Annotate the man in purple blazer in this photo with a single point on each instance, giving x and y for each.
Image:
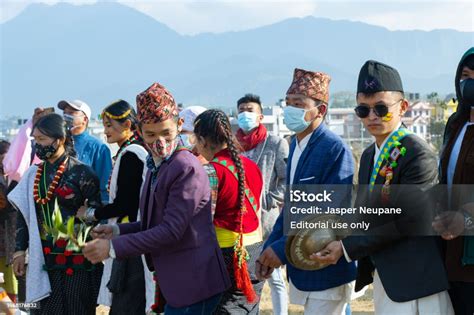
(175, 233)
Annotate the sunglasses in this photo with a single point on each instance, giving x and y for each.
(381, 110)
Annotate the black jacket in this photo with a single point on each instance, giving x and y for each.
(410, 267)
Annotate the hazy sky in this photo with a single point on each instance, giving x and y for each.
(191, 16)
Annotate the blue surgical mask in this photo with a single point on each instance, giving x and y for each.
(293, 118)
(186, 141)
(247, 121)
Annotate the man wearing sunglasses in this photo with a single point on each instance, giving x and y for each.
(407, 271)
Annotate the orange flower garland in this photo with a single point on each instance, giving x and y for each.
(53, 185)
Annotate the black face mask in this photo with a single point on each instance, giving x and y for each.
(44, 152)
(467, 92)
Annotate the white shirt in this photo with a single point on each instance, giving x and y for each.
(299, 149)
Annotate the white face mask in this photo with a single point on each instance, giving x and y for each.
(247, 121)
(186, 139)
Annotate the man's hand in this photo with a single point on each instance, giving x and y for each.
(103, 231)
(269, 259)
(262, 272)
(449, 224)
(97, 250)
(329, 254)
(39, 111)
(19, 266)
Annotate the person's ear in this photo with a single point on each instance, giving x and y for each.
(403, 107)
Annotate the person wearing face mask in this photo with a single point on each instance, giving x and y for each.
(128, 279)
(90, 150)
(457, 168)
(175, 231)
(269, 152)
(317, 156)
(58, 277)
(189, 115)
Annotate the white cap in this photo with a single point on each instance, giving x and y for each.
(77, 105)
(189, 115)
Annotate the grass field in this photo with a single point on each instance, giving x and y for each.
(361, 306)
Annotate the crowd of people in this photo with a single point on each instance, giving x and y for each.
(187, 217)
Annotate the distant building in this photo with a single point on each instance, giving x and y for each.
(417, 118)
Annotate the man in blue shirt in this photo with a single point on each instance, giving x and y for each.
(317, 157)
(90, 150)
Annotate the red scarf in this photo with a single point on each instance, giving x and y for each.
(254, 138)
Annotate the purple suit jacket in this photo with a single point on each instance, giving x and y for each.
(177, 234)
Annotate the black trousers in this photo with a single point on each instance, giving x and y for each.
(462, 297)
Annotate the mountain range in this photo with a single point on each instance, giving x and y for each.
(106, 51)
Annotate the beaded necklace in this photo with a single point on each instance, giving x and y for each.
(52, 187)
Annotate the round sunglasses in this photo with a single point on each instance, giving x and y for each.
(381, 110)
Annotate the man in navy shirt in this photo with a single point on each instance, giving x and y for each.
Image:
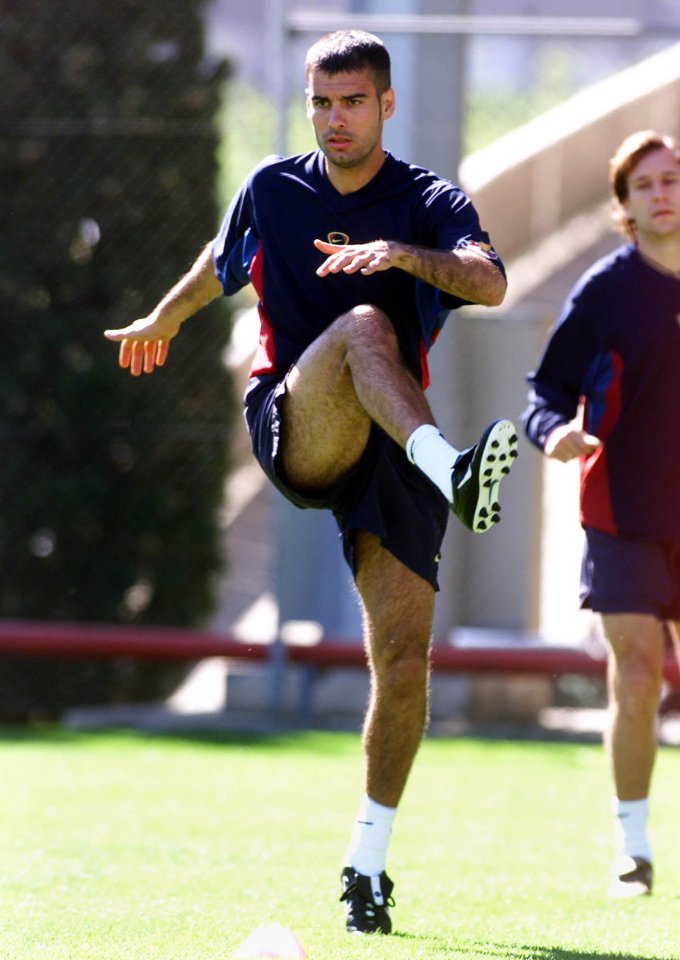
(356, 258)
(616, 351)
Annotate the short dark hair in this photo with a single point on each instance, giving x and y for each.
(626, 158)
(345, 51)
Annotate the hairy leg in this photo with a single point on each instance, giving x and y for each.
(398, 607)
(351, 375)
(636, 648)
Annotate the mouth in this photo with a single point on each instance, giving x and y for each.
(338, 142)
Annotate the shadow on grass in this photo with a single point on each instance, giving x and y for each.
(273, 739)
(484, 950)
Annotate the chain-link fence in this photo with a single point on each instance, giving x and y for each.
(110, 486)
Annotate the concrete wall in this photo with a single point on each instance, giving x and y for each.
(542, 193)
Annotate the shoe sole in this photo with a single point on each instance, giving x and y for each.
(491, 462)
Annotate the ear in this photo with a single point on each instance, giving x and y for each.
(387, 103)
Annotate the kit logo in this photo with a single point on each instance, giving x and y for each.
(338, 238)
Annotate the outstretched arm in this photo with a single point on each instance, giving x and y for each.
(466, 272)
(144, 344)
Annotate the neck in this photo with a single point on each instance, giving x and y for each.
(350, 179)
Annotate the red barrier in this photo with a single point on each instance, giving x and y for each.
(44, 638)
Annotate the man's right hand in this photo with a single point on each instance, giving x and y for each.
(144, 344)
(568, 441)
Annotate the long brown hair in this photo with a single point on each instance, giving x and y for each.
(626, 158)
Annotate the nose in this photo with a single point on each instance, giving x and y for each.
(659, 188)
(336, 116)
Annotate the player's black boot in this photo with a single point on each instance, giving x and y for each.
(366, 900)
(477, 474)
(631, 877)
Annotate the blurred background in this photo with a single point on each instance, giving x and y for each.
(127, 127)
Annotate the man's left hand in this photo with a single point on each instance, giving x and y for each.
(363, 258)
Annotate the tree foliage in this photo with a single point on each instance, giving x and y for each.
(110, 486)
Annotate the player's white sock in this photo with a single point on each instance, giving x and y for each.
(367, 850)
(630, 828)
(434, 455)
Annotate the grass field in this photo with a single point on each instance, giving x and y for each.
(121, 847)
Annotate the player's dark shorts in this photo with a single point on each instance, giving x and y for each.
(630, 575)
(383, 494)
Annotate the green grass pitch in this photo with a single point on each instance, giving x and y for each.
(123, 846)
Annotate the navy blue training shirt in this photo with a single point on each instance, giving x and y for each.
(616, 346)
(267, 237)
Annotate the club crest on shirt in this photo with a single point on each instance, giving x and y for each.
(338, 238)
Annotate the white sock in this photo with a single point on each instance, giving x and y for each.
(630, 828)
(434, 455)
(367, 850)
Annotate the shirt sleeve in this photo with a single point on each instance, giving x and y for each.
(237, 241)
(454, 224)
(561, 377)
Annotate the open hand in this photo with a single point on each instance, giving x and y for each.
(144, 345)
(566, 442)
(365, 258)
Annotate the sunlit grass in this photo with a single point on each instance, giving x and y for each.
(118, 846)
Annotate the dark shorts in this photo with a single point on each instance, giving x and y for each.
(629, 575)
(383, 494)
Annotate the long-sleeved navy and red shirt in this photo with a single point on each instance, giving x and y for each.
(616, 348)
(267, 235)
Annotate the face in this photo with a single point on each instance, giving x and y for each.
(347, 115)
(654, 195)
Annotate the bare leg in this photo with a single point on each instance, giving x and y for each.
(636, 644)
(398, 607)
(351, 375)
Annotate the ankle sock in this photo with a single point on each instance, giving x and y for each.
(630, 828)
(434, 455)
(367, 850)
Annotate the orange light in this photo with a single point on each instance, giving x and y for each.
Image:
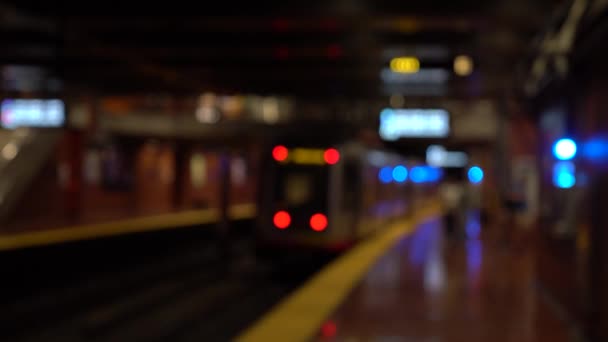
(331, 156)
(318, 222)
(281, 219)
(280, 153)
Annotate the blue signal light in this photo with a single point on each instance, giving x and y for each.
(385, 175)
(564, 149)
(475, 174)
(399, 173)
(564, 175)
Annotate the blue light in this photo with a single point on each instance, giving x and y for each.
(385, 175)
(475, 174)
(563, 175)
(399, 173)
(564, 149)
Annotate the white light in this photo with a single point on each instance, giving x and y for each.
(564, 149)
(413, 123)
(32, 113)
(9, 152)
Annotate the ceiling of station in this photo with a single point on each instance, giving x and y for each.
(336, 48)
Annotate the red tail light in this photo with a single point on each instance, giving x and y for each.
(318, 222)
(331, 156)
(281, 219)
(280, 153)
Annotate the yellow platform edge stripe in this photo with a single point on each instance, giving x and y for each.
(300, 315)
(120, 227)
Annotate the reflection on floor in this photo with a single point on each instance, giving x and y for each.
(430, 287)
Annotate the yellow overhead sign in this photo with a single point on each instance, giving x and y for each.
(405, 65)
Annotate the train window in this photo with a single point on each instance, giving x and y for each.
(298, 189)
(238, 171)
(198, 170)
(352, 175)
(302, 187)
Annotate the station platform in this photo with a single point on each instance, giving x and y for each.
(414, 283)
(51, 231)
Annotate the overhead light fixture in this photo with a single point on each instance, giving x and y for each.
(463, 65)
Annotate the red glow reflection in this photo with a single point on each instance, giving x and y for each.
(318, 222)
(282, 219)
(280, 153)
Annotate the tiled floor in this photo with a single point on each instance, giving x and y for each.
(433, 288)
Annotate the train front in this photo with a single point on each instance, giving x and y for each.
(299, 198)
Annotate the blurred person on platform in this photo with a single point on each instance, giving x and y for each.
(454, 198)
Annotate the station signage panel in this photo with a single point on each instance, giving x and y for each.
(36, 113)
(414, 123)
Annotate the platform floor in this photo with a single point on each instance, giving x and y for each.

-- -- --

| What to do |
Only the lines from the one containing "Annotate the red tail" to the end of the records should be repeated, exactly as they appear.

| Response |
Annotate the red tail light in this photo with a single point on each instance, giving x and y for each.
(318, 222)
(331, 156)
(281, 219)
(280, 153)
Annotate the yellow platform edge stripe in this photo with a single point on each instance, giving x and y for each.
(300, 315)
(120, 227)
Annotate the reflection on floor in this photo with a single point on each instance, giving x and y for each.
(430, 287)
Annotate the yellow overhead sign in this photo with a single point on each instance, giving x and y for each.
(405, 65)
Annotate the train window in this photo with a single point on each instance, giving x and y for each.
(298, 189)
(238, 171)
(198, 170)
(352, 175)
(302, 187)
Annotate the station platform in this photo with a single point on each instance, giving x and y for each.
(414, 283)
(51, 231)
Annotate the overhead light fixture in this photo with a single point on each instance, giving x and y for each.
(463, 65)
Annotate the red glow reflection in this photo with a single point on each instance, giving x and y for each.
(318, 222)
(282, 219)
(280, 153)
Annotate the tiled floor in this photo with a single point on each instance, giving x and y for each.
(433, 288)
Annotate the train front in this photo with a single point on each instance, giving x and y for each.
(299, 198)
Annotate the blurred person on platform in this photo with a single point on each instance, giving x and y for each.
(454, 198)
Annotate the station signage panel in this photo with a single point on each instance, giving x and y for each.
(36, 113)
(414, 123)
Annotate the platform floor in this photo with a single point on each instance, giving x and y for each.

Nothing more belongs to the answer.